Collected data

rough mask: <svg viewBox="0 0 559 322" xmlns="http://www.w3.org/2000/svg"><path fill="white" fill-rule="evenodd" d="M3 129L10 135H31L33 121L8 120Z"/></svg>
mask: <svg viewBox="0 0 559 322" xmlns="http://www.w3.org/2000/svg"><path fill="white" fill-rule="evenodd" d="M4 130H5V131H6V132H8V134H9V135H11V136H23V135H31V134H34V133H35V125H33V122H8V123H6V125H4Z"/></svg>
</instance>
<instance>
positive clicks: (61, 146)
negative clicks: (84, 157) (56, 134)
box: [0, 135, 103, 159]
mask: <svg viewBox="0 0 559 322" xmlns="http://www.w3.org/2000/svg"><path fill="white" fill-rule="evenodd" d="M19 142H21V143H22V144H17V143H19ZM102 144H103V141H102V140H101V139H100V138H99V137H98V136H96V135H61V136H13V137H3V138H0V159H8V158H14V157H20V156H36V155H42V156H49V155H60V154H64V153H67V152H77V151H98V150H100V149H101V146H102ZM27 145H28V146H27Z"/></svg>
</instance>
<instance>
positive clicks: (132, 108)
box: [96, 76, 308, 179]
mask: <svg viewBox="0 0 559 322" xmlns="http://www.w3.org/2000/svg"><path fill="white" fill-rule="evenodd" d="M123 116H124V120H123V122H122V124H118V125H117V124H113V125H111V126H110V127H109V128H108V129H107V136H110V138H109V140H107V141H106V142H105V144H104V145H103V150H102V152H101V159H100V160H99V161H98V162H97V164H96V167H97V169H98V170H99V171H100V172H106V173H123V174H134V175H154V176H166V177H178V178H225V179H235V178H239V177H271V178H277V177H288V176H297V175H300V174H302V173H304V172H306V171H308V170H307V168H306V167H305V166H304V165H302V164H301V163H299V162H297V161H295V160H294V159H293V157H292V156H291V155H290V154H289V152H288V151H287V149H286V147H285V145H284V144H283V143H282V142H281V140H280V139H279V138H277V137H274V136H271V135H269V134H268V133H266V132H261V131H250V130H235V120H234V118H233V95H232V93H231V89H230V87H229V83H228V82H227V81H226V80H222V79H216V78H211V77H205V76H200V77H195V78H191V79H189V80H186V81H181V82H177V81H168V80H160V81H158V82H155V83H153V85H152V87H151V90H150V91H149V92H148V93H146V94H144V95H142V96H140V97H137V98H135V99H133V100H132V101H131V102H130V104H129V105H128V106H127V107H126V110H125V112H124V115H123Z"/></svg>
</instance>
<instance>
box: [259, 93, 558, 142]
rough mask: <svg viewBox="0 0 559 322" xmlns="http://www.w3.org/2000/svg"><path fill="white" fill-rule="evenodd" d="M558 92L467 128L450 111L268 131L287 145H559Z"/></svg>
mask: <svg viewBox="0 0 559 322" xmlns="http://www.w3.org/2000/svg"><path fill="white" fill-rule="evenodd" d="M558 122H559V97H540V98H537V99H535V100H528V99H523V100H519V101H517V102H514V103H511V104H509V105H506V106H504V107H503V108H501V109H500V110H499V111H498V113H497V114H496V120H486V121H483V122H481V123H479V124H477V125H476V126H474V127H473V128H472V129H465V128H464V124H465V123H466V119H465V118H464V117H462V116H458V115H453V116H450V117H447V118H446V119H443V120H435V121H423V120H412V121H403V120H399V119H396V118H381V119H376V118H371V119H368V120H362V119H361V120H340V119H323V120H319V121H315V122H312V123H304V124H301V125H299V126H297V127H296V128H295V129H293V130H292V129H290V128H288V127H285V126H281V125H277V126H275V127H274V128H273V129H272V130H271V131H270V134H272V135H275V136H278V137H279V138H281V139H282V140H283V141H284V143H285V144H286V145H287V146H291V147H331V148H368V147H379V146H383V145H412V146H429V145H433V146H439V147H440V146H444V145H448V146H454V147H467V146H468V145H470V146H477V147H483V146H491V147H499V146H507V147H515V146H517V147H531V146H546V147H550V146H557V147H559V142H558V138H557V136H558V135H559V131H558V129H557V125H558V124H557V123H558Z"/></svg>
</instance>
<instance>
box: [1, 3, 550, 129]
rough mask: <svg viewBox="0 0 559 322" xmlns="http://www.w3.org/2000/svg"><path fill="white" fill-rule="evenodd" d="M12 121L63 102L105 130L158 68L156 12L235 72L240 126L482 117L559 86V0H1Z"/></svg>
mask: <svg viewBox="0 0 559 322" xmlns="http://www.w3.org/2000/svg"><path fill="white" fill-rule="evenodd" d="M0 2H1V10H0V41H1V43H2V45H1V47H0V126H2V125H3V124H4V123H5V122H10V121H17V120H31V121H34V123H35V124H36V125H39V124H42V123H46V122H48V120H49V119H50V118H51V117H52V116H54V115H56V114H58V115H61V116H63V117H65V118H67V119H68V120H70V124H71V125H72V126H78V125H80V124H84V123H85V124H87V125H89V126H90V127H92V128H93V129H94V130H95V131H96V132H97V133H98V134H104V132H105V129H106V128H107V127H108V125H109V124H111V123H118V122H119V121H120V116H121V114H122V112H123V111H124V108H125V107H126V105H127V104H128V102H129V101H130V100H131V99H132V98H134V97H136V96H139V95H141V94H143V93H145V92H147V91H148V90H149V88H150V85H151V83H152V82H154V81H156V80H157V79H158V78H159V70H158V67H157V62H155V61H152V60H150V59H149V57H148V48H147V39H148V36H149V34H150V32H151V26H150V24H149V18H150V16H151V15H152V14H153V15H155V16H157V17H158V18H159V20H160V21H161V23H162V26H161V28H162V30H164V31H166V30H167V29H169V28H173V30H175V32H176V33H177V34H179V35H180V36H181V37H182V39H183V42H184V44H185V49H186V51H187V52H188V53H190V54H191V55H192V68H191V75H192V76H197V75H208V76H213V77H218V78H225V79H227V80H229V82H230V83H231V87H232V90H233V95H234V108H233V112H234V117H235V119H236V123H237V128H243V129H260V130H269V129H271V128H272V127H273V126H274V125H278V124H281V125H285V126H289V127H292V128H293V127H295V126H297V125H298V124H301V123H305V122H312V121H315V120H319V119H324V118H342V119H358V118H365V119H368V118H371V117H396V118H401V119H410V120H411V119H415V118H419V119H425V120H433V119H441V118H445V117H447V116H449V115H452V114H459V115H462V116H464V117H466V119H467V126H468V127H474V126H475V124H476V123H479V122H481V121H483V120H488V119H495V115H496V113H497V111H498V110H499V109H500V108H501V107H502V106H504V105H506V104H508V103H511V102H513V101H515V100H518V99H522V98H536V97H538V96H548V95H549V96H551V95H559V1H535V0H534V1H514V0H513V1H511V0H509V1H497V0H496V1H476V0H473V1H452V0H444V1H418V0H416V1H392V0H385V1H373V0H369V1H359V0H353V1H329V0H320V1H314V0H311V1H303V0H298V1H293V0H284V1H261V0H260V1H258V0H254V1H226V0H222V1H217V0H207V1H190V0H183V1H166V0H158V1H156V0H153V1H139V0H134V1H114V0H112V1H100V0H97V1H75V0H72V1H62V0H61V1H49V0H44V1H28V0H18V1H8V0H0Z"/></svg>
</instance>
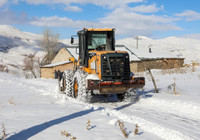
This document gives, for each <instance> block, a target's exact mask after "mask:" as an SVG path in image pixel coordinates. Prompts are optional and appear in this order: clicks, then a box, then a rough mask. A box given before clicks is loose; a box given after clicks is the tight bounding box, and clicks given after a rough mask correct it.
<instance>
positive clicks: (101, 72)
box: [59, 28, 145, 101]
mask: <svg viewBox="0 0 200 140" xmlns="http://www.w3.org/2000/svg"><path fill="white" fill-rule="evenodd" d="M77 35H78V40H79V43H78V44H79V45H78V46H79V53H78V54H79V58H78V60H75V58H73V57H72V58H70V61H72V62H73V64H74V68H73V70H66V71H64V72H63V74H62V75H61V77H60V78H59V79H60V82H59V87H60V91H61V92H64V93H65V94H67V95H68V96H70V97H73V98H81V99H83V100H86V101H88V99H89V98H90V97H91V95H96V94H98V95H110V94H116V95H117V98H118V100H119V101H123V100H124V98H125V95H126V94H127V93H128V91H130V89H134V88H142V87H143V86H144V85H145V78H144V77H134V76H133V73H132V72H131V71H130V63H129V54H128V53H127V52H125V51H116V50H115V29H94V28H90V29H86V28H84V29H83V30H80V31H78V33H77ZM71 43H72V44H73V43H74V37H73V36H72V37H71Z"/></svg>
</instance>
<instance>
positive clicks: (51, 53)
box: [41, 28, 60, 64]
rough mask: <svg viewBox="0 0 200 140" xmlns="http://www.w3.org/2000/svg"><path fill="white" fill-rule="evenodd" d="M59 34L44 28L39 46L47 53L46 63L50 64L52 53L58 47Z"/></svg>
mask: <svg viewBox="0 0 200 140" xmlns="http://www.w3.org/2000/svg"><path fill="white" fill-rule="evenodd" d="M59 45H60V43H59V34H54V33H53V32H52V31H51V30H49V29H48V28H46V29H45V30H44V31H43V36H42V39H41V48H42V49H43V50H44V51H45V52H46V53H47V56H46V60H45V61H46V64H50V63H51V60H52V59H53V57H54V53H55V52H56V51H57V50H58V49H59Z"/></svg>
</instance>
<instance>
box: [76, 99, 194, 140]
mask: <svg viewBox="0 0 200 140" xmlns="http://www.w3.org/2000/svg"><path fill="white" fill-rule="evenodd" d="M78 103H80V104H84V105H85V106H86V107H87V108H92V107H93V108H94V109H96V110H99V111H100V113H103V114H104V115H109V116H114V117H117V118H119V119H120V120H123V121H126V122H128V123H131V124H138V125H139V126H140V128H141V129H143V130H144V131H147V132H149V133H152V134H154V135H156V136H158V137H160V138H162V139H168V140H174V139H176V140H183V139H184V140H191V139H192V138H191V137H189V136H187V135H184V134H183V133H181V132H178V131H175V130H171V129H169V128H166V127H164V126H161V125H160V124H157V123H153V122H151V121H148V120H146V119H144V118H141V117H137V116H135V115H130V114H126V113H123V112H121V111H118V110H115V109H110V108H107V107H104V106H97V105H93V104H86V103H82V102H78Z"/></svg>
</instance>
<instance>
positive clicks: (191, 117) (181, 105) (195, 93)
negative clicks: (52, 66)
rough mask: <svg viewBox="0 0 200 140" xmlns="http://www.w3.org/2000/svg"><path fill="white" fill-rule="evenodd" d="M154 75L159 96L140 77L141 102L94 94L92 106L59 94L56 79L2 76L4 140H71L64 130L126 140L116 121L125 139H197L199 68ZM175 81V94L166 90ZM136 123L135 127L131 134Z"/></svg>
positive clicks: (113, 96) (140, 95) (1, 81)
mask: <svg viewBox="0 0 200 140" xmlns="http://www.w3.org/2000/svg"><path fill="white" fill-rule="evenodd" d="M184 69H186V68H184ZM152 72H153V75H154V76H155V80H156V81H157V86H158V88H159V89H160V92H159V93H153V85H152V82H151V80H150V79H149V75H146V74H145V73H144V75H145V77H146V86H145V88H144V91H138V93H139V95H140V99H139V100H137V102H122V103H120V102H116V99H117V98H116V97H115V96H111V97H107V98H105V97H103V96H94V97H93V98H92V99H93V100H94V101H93V103H83V102H81V101H78V100H74V99H72V98H70V97H66V96H65V95H64V94H60V93H59V92H58V91H57V90H58V86H57V80H54V79H39V78H38V79H24V78H21V77H16V76H13V75H10V74H6V73H1V72H0V112H1V113H0V123H1V124H2V123H3V124H4V125H5V128H6V130H5V133H6V138H7V140H17V139H20V140H26V139H30V140H38V139H48V140H55V139H59V140H65V139H70V137H68V138H66V136H63V135H62V134H63V133H64V131H65V132H67V133H69V134H70V135H71V136H73V137H76V139H78V140H86V139H87V140H94V139H95V140H105V139H106V140H113V139H114V140H124V139H126V138H125V137H124V135H123V133H122V132H121V130H120V128H119V126H118V120H120V121H121V122H124V128H125V130H126V133H127V134H128V138H127V139H137V140H149V139H157V140H160V139H166V140H183V139H184V140H198V139H199V137H200V132H199V129H200V111H199V110H200V103H199V100H200V96H199V90H200V87H199V83H200V68H198V67H196V68H195V71H194V72H191V71H189V69H188V70H186V73H185V74H167V73H163V71H161V70H154V71H152ZM174 78H176V91H177V92H178V93H180V94H178V95H173V94H171V92H172V90H169V89H168V87H169V85H171V84H172V83H173V80H174ZM11 87H12V88H11ZM88 120H89V121H90V126H88V124H86V123H87V122H88ZM136 124H137V125H138V126H139V129H138V134H137V135H134V131H135V125H136ZM87 128H88V129H89V130H87ZM2 129H3V128H2V127H0V132H2ZM2 135H3V134H2V133H0V138H1V136H2Z"/></svg>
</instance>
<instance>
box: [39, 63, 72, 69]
mask: <svg viewBox="0 0 200 140" xmlns="http://www.w3.org/2000/svg"><path fill="white" fill-rule="evenodd" d="M67 63H71V61H63V62H58V63H54V64H48V65H44V66H41V68H51V67H55V66H59V65H64V64H67Z"/></svg>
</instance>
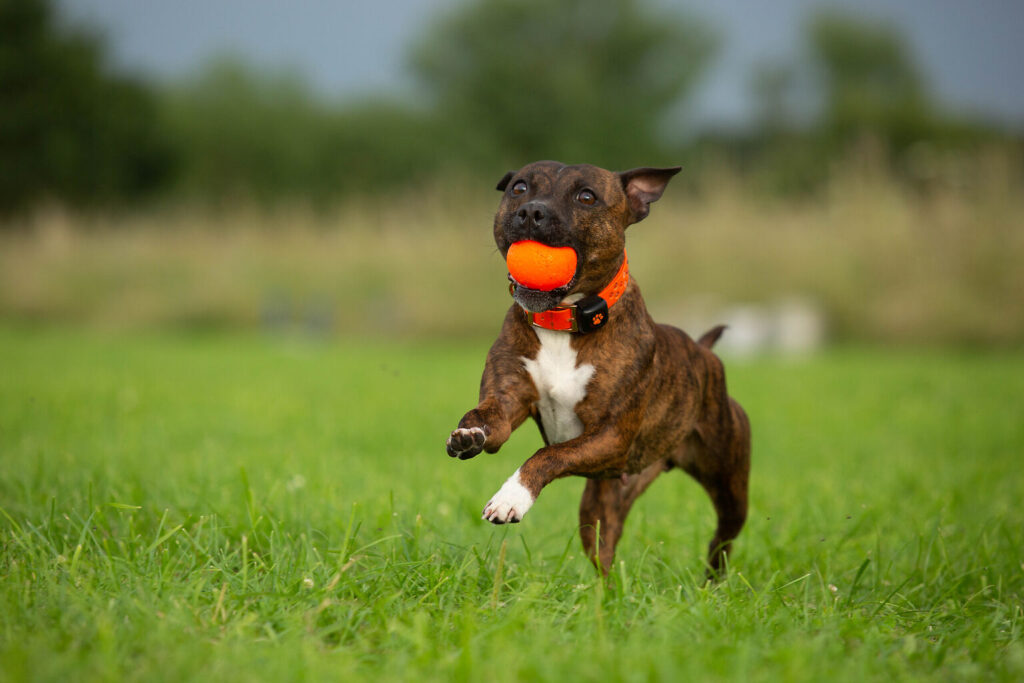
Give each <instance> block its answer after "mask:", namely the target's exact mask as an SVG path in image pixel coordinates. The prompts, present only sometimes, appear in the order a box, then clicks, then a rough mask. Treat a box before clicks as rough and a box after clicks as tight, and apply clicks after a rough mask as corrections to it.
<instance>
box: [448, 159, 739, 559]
mask: <svg viewBox="0 0 1024 683" xmlns="http://www.w3.org/2000/svg"><path fill="white" fill-rule="evenodd" d="M679 170H680V168H679V167H673V168H637V169H633V170H631V171H625V172H623V173H615V172H612V171H607V170H604V169H602V168H598V167H596V166H590V165H575V166H566V165H564V164H560V163H558V162H551V161H544V162H537V163H532V164H529V165H527V166H525V167H523V168H521V169H520V170H518V171H510V172H509V173H507V174H506V175H505V177H503V178H502V179H501V181H500V182H499V183H498V187H497V188H498V189H499V190H500V191H502V193H503V197H502V201H501V206H500V207H499V210H498V213H497V214H496V216H495V223H494V237H495V242H496V244H497V245H498V250H499V251H500V252H501V254H502V257H503V258H507V255H508V251H509V248H510V247H511V246H512V245H513V244H515V243H517V242H520V241H525V240H529V241H536V242H540V243H542V244H543V245H547V246H551V247H571V248H572V249H573V250H574V251H575V254H577V267H575V272H574V273H573V275H572V279H571V280H570V281H569V282H568V284H566V285H564V286H562V287H558V288H556V289H554V290H551V291H542V290H537V289H530V288H528V287H526V286H524V285H522V284H520V283H518V282H516V281H515V280H514V279H513V278H512V275H511V274H510V275H509V281H510V292H511V294H512V298H513V299H514V303H513V304H512V306H511V307H510V308H509V310H508V312H507V313H506V315H505V322H504V324H503V326H502V330H501V333H500V334H499V336H498V339H497V340H496V341H495V343H494V345H493V346H492V347H490V350H489V352H488V353H487V357H486V362H485V366H484V369H483V376H482V378H481V380H480V392H479V402H478V404H477V405H476V408H474V409H472V410H471V411H469V412H468V413H466V415H465V416H464V417H463V418H462V420H460V421H459V424H458V427H457V428H456V429H455V430H454V431H453V432H452V433H451V435H450V436H449V438H447V442H446V451H447V454H449V456H451V457H453V458H458V459H460V460H467V459H469V458H473V457H474V456H476V455H478V454H479V453H481V452H483V451H485V452H487V453H495V452H497V451H498V450H499V449H500V447H501V446H502V444H503V443H505V441H506V440H507V439H508V438H509V435H510V434H511V433H512V431H513V430H514V429H516V428H517V427H519V425H521V424H522V423H523V422H524V421H525V420H526V418H532V419H534V420H535V421H536V422H537V425H538V427H539V428H540V430H541V435H542V437H543V438H544V443H545V445H544V447H542V449H540V450H539V451H538V452H537V453H535V454H534V455H532V456H531V457H530V458H529V459H527V460H526V462H524V463H523V464H522V465H521V466H520V467H519V468H518V469H517V470H516V471H515V472H514V473H513V474H512V476H511V477H509V479H508V480H507V481H505V483H504V484H503V485H502V486H501V488H500V489H499V490H498V493H497V494H495V496H494V497H493V498H492V499H490V500H489V501H488V502H487V504H486V506H484V508H483V518H484V519H485V520H487V521H490V522H493V523H495V524H504V523H507V522H518V521H520V520H521V519H522V518H523V515H525V514H526V512H527V511H528V510H529V508H530V506H531V505H532V504H534V501H536V500H537V497H538V496H539V495H540V494H541V492H542V490H543V489H544V487H545V486H546V485H548V484H549V483H551V482H552V481H553V480H555V479H557V478H560V477H564V476H569V475H575V476H583V477H586V478H587V483H586V487H585V489H584V494H583V501H582V502H581V504H580V535H581V539H582V541H583V546H584V551H585V552H586V554H587V557H588V558H589V559H590V560H591V561H592V562H594V564H595V566H596V567H597V568H598V569H599V570H600V571H602V572H603V573H605V574H606V573H607V572H608V571H609V570H610V569H611V566H612V561H613V558H614V553H615V545H616V544H617V542H618V539H620V538H621V536H622V532H623V524H624V522H625V521H626V516H627V514H628V513H629V511H630V508H631V507H632V506H633V504H634V502H635V501H636V499H637V497H638V496H640V494H642V493H643V492H644V490H645V489H646V488H647V486H649V485H650V483H651V482H652V481H653V480H654V479H655V478H656V477H657V475H658V474H660V473H662V472H664V471H667V470H670V469H673V468H677V467H678V468H680V469H682V470H684V471H685V472H687V473H688V474H690V475H691V476H692V477H693V478H695V479H696V480H697V481H698V482H699V483H700V484H701V485H702V486H703V488H705V489H706V490H707V493H708V495H709V496H710V497H711V500H712V503H713V505H714V506H715V512H716V513H717V516H718V526H717V528H716V530H715V536H714V538H713V539H712V541H711V544H710V546H709V550H708V559H707V563H708V572H709V574H710V575H712V577H716V575H718V573H719V572H720V571H721V570H722V569H723V567H724V566H725V561H726V559H725V558H726V555H727V553H728V552H729V549H730V547H731V543H732V541H733V539H735V538H736V536H737V535H738V533H739V530H740V529H741V528H742V525H743V522H744V521H745V519H746V504H748V479H749V473H750V453H751V429H750V422H749V420H748V418H746V415H745V413H744V412H743V410H742V408H740V405H739V403H737V402H736V401H735V400H733V399H732V398H731V397H729V395H728V394H727V393H726V386H725V372H724V369H723V366H722V361H721V360H720V359H719V357H718V356H717V355H715V354H714V353H713V352H712V350H711V347H712V345H713V344H714V343H715V341H717V340H718V338H719V336H720V335H721V334H722V332H723V330H724V327H717V328H715V329H713V330H711V331H710V332H708V333H707V334H705V335H703V336H702V337H700V339H699V340H697V341H693V340H692V339H691V338H690V337H688V336H687V335H686V334H685V333H684V332H682V331H680V330H677V329H675V328H673V327H670V326H667V325H657V324H655V323H654V322H653V321H652V319H651V316H650V314H649V313H648V312H647V309H646V307H645V305H644V301H643V298H642V297H641V295H640V290H639V288H638V287H637V284H636V281H634V280H633V278H632V276H631V275H630V273H629V267H628V261H627V256H626V228H627V227H628V226H629V225H631V224H633V223H636V222H639V221H641V220H643V219H644V218H645V217H646V216H647V214H648V212H649V210H650V204H651V203H652V202H654V201H656V200H657V199H658V198H660V197H662V194H663V193H664V191H665V188H666V186H667V185H668V183H669V180H670V179H671V178H672V177H673V176H674V175H675V174H676V173H678V172H679Z"/></svg>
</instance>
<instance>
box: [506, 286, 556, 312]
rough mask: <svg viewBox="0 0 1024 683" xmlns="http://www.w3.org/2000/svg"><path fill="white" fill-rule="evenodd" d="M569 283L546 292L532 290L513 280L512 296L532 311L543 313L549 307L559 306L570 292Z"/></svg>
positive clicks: (529, 309)
mask: <svg viewBox="0 0 1024 683" xmlns="http://www.w3.org/2000/svg"><path fill="white" fill-rule="evenodd" d="M568 291H569V285H566V286H565V287H559V288H558V289H555V290H551V291H550V292H544V291H542V290H531V289H529V288H528V287H523V286H522V285H520V284H519V283H517V282H515V281H514V280H513V281H512V298H513V299H515V302H516V303H517V304H519V305H520V306H522V307H523V308H525V309H526V310H528V311H530V312H532V313H542V312H544V311H546V310H548V309H549V308H554V307H555V306H557V305H558V304H559V303H560V302H561V301H562V299H564V298H565V295H566V294H568Z"/></svg>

What the exercise asks
Copy every line above that contains the word "positive".

Response box
positive clicks: (61, 146)
positive clicks: (132, 108)
positive clicks: (101, 72)
positive clicks: (51, 53)
positive clicks: (191, 117) (181, 105) (195, 93)
positive clicks: (113, 96) (140, 95) (1, 81)
positive clicks: (529, 309)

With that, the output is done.